▶ [Passage shown]:
________

# Flounder Gigging in the Gulf



## WeSellGigs (Oct 27, 2012)

Has anyone tried flounder gigging in the gulf lately and if so have you had any luck. I typically stay in the bay, but have recently heard some friends talking about trying the gulf. Everyone I have spoken to about this says you have to watch the wind and be sure its out of the North. I can see how a north wind should lay down the water some, but wanted to ask you guys if there is anyone that has tried this?


----------



## flounderslayerman (Jun 3, 2011)

I've killed a lot of flatties in the gulf. You have to have a north wind for a couple days if you going by boat. If you use a trolling motor you can't have swells or you'll end up with a broken motor. Push poling is not as big a deal with swells.


----------



## WeSellGigs (Oct 27, 2012)

Thank you for the information flounderslayerman, I will differently take your advice on my next trip.

________

Records of labeled points
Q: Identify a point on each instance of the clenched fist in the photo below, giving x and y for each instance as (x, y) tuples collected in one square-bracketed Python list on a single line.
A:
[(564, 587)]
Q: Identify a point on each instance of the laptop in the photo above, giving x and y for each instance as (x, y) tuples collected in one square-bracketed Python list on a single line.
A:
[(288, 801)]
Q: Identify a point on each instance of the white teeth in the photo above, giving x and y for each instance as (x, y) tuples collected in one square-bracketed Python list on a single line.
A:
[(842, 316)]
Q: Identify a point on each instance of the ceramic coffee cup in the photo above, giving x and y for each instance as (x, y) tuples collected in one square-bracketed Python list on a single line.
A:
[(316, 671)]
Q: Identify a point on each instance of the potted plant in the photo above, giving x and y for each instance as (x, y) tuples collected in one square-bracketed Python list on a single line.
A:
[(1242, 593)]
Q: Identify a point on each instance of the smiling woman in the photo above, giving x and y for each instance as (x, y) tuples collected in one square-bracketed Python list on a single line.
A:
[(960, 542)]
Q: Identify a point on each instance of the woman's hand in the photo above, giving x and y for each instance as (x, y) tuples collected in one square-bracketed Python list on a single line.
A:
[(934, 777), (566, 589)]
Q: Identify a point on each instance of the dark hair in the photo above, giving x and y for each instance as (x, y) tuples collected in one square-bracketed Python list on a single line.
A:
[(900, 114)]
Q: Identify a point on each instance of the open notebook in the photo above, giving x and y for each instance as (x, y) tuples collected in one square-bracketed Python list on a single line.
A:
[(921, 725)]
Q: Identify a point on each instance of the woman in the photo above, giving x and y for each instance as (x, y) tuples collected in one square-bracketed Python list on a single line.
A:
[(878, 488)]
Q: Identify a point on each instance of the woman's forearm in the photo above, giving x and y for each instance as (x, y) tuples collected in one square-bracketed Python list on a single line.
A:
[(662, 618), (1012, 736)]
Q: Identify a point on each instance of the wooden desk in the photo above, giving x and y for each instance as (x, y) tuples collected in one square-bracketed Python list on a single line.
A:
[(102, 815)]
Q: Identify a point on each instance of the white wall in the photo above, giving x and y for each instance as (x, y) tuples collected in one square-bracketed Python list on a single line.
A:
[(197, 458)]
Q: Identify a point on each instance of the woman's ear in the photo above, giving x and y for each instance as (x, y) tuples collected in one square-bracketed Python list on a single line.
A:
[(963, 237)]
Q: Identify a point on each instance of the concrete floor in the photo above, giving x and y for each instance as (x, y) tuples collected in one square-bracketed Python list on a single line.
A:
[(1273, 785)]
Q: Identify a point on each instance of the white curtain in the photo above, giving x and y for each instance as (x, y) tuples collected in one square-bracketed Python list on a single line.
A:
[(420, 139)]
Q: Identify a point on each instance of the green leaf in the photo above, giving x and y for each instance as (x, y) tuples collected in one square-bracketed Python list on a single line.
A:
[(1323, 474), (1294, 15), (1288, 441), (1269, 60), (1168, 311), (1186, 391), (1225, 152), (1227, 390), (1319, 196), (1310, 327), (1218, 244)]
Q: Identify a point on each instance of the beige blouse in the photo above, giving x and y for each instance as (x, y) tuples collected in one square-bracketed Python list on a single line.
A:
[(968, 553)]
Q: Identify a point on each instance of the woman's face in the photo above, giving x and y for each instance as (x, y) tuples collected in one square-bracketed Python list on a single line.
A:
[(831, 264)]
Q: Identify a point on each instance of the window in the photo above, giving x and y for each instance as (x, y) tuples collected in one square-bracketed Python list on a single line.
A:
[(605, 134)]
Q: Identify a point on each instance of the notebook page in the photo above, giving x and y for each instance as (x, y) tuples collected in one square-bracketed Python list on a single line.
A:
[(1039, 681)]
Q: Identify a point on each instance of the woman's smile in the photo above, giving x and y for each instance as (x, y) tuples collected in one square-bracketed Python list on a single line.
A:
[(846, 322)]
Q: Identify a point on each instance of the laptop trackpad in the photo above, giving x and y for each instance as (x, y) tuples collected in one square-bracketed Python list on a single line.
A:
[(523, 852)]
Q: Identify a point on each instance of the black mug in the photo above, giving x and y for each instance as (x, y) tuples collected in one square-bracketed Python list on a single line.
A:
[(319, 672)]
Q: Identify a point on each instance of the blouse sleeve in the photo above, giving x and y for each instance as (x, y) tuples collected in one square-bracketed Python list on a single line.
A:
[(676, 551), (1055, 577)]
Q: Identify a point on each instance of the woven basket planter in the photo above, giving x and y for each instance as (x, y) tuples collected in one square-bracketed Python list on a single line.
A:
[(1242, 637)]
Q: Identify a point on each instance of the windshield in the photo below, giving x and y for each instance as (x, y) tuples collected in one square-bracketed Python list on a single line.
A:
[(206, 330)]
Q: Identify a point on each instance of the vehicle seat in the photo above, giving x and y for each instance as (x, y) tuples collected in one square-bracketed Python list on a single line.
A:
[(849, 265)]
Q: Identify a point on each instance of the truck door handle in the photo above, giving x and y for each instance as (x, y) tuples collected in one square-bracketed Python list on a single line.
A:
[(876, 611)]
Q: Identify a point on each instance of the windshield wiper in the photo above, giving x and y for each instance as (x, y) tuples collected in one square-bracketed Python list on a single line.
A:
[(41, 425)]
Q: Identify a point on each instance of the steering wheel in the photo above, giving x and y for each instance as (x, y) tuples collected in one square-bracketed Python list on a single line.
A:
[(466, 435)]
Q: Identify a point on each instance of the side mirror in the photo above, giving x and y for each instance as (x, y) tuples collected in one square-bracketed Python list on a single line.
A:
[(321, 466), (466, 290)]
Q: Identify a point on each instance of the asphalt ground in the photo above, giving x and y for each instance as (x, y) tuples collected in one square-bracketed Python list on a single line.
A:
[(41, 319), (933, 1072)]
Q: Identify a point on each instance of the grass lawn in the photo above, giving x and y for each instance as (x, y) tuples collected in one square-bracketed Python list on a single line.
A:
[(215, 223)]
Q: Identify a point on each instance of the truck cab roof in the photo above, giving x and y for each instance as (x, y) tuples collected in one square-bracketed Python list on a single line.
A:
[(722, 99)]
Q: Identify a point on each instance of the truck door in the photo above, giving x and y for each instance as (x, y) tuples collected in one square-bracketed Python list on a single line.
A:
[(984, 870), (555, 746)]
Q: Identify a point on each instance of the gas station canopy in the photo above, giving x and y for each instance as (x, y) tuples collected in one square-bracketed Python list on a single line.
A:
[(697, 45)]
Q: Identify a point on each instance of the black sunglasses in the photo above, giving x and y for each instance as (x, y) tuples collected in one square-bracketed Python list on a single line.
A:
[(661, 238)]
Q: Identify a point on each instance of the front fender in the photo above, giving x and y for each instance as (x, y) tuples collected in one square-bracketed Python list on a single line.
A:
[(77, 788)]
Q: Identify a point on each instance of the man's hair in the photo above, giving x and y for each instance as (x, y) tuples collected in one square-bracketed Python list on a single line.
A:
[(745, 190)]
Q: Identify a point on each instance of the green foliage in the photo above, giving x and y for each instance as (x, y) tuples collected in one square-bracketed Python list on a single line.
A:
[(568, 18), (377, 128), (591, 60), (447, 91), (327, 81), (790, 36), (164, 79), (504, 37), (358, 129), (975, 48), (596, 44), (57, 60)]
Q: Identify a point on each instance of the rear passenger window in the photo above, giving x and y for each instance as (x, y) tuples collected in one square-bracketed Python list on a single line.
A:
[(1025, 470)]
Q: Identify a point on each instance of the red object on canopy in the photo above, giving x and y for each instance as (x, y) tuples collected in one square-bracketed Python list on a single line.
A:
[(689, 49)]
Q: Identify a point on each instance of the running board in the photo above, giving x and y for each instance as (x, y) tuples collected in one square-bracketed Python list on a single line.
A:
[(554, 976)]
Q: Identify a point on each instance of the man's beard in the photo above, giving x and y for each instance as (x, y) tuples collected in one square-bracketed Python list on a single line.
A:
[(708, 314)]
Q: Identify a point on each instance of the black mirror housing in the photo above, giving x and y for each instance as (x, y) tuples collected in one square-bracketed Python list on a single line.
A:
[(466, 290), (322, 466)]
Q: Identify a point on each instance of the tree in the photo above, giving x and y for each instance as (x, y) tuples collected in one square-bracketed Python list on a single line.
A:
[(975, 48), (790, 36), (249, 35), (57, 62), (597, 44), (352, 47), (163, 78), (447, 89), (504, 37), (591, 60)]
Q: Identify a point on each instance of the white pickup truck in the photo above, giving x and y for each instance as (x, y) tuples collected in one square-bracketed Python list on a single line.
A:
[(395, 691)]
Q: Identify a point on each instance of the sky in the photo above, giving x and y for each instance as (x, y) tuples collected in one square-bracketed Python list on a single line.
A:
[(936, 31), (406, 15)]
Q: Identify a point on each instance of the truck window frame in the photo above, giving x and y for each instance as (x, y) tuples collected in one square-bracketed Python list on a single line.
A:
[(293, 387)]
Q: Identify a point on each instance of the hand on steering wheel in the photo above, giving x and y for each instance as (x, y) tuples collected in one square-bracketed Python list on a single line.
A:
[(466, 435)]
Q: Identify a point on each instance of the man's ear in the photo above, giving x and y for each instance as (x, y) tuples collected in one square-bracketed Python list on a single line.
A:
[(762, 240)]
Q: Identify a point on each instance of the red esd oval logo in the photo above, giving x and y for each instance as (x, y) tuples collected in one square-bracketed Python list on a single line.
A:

________

▶ [Requirements]:
1. In the flounder gigging thread, what wind does flounderslayerman say you need for a couple of days when going out by boat?
2. Carry the flounder gigging thread forward from its last post.

▶ [Outputs for the tasks]:
1. A north wind.

2.
----------



## cobe killer (Apr 13, 2008)

i wade gig the gulf every year and do pretty good. you are just limited by the surf conditions.


----------



## foreverfishing (Nov 30, 2012)

if you use a boat with a prop( i.e not using a push pole) as your way to get around please watch out for us sharkers. it's annoying having to scramble to get lines cleared and im sure yall don't want that braid backing a lot of us use tangled in your props. I know it's everybody's beach and im not saying don't fish, just please be considerate. if you wade watch the lines so you don't clothes line yourself!!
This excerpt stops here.